Material for the task
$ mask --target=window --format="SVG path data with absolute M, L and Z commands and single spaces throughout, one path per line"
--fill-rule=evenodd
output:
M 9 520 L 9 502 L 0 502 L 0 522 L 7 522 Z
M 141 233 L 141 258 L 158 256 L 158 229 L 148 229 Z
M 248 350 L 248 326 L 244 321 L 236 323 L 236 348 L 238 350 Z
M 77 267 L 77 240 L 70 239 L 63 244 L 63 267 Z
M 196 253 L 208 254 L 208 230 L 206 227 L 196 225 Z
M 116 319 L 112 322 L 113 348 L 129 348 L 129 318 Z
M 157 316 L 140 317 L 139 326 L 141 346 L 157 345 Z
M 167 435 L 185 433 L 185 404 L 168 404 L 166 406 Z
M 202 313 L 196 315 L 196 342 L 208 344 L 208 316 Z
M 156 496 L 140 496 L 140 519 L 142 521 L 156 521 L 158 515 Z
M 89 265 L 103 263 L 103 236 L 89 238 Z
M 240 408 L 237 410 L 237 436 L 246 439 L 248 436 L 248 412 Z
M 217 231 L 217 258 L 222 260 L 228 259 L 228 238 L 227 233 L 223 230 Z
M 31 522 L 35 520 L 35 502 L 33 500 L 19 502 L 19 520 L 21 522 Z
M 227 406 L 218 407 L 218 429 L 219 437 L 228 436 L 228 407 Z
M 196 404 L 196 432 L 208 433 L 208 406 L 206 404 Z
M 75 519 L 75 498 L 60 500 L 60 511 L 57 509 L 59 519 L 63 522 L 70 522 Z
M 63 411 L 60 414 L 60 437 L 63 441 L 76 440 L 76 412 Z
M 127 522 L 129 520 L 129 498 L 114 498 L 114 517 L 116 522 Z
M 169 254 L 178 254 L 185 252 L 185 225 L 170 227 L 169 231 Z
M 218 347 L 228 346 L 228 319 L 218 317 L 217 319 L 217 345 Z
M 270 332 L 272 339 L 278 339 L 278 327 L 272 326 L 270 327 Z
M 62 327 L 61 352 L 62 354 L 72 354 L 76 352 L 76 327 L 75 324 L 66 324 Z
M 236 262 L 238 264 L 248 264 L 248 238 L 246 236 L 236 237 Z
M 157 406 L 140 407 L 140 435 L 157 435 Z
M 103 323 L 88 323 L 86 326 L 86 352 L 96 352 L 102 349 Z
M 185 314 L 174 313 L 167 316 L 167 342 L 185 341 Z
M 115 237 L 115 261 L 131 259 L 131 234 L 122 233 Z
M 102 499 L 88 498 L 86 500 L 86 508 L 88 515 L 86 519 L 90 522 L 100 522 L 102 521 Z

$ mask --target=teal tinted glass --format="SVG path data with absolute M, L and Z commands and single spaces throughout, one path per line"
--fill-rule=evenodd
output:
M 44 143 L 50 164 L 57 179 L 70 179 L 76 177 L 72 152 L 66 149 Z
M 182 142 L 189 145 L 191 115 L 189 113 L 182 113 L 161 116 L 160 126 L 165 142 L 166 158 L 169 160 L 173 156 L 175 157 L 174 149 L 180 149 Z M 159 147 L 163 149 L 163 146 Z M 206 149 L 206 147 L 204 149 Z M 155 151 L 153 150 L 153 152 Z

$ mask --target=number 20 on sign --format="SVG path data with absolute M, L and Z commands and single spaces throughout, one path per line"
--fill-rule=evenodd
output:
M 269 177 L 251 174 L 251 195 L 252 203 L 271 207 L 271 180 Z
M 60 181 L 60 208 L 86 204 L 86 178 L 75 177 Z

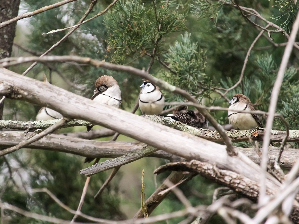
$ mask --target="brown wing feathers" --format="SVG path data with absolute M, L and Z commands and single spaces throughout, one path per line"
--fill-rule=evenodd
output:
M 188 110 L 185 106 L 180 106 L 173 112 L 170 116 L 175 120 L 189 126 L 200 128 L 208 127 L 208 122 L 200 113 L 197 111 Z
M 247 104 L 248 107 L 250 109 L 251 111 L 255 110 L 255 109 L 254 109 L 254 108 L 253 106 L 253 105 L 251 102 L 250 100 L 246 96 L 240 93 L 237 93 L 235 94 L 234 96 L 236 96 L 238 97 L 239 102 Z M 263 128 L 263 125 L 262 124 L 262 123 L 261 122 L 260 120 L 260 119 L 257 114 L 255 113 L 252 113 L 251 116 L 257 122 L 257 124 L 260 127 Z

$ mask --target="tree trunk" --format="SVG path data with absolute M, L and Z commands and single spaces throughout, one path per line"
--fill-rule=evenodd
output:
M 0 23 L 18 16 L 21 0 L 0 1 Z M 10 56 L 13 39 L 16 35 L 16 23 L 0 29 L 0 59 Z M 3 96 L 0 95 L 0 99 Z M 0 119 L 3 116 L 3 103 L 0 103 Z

What you are asked to do
Rewrite all the items above, changing every "output" to "result" and keeping everything else the same. Leave the pictures out.

Solution below
$ mask --target=window --format="SVG path data with absolute M, L and Z commands and single spaces throughout, one path per line"
--fill-rule=evenodd
result:
M 9 520 L 9 502 L 0 502 L 0 522 L 7 522 Z
M 141 233 L 141 258 L 158 256 L 158 229 L 148 229 Z
M 248 350 L 248 326 L 244 321 L 236 323 L 236 348 L 238 350 Z
M 77 267 L 77 240 L 70 239 L 63 244 L 63 267 Z
M 196 253 L 208 254 L 208 230 L 206 227 L 196 225 Z
M 116 319 L 112 322 L 113 348 L 129 348 L 129 318 Z
M 157 316 L 140 317 L 139 326 L 141 346 L 157 345 Z
M 167 435 L 185 433 L 185 404 L 168 404 L 166 406 Z
M 202 313 L 196 315 L 196 342 L 208 344 L 208 316 Z
M 156 496 L 140 496 L 140 519 L 142 521 L 156 521 L 158 515 Z
M 89 265 L 103 263 L 103 236 L 89 238 Z
M 240 408 L 237 410 L 237 436 L 246 439 L 248 436 L 248 412 Z
M 217 231 L 217 258 L 222 260 L 228 259 L 228 238 L 227 233 L 223 230 Z
M 31 522 L 35 520 L 35 502 L 33 500 L 19 502 L 19 520 L 21 522 Z
M 227 406 L 218 407 L 218 429 L 219 437 L 228 436 L 228 407 Z
M 196 404 L 196 432 L 208 433 L 208 406 L 206 404 Z
M 75 519 L 75 498 L 60 500 L 60 511 L 57 509 L 59 519 L 63 522 L 70 522 Z
M 63 411 L 60 414 L 60 437 L 63 441 L 76 440 L 76 412 Z
M 127 522 L 129 520 L 129 498 L 114 498 L 114 517 L 116 522 Z
M 169 254 L 178 254 L 185 252 L 185 225 L 170 227 L 169 231 Z
M 218 347 L 228 346 L 228 319 L 218 317 L 217 319 L 217 345 Z
M 270 332 L 272 339 L 278 339 L 278 327 L 272 326 L 270 327 Z
M 62 327 L 61 352 L 62 354 L 72 354 L 76 352 L 76 327 L 75 324 L 66 324 Z
M 236 262 L 238 264 L 248 264 L 248 238 L 246 236 L 236 237 Z
M 157 406 L 140 407 L 140 435 L 157 435 Z
M 103 323 L 88 323 L 86 326 L 86 352 L 96 352 L 102 349 Z
M 185 314 L 174 313 L 167 316 L 167 342 L 185 341 Z
M 115 237 L 115 261 L 131 259 L 131 234 L 122 233 Z
M 102 499 L 88 498 L 86 500 L 86 508 L 88 515 L 86 519 L 90 522 L 100 522 L 102 521 Z

$ mask --target=teal tinted glass --format="SVG path data with absolute M, L and Z commands and single spaces throughout, one path per line"
--fill-rule=evenodd
result:
M 44 143 L 50 164 L 57 179 L 70 179 L 76 177 L 72 152 L 66 149 Z
M 182 142 L 189 145 L 191 115 L 189 113 L 182 113 L 161 116 L 160 126 L 165 142 L 166 158 L 169 160 L 173 156 L 175 157 L 174 149 L 180 149 Z M 159 147 L 163 149 L 163 146 Z M 206 149 L 206 147 L 204 149 Z M 155 151 L 153 150 L 153 152 Z

$ mask --target=number 20 on sign --format="SVG path data with absolute M, L and Z commands and single spaces throughout, one path per line"
--fill-rule=evenodd
result:
M 269 177 L 251 174 L 251 195 L 252 203 L 271 207 L 271 180 Z
M 60 181 L 60 208 L 86 204 L 86 178 L 75 177 Z

$ mask --target="brown wing feathers" --format="SVG path data with absolute M, L and Z commands and single spaces throughout, one path per line"
--fill-rule=evenodd
result:
M 188 110 L 185 106 L 180 106 L 173 112 L 170 116 L 175 120 L 189 126 L 200 128 L 208 127 L 208 122 L 200 113 L 197 111 Z
M 247 104 L 248 107 L 250 109 L 251 111 L 255 110 L 255 109 L 254 109 L 254 108 L 253 106 L 253 105 L 251 102 L 250 100 L 246 96 L 240 93 L 237 93 L 235 94 L 234 96 L 236 96 L 238 97 L 239 102 Z M 263 128 L 263 125 L 262 124 L 262 123 L 261 122 L 260 120 L 260 119 L 257 114 L 255 113 L 252 113 L 251 116 L 257 122 L 257 124 L 260 127 Z

$ mask --target="tree trunk" --format="SVG path data with absolute M, L and Z commands and single spaces throughout, one path per line"
--fill-rule=evenodd
result:
M 0 23 L 18 16 L 21 0 L 0 1 Z M 10 56 L 13 39 L 16 35 L 16 23 L 0 29 L 0 59 Z M 3 96 L 0 95 L 0 99 Z M 0 119 L 3 116 L 3 103 L 0 103 Z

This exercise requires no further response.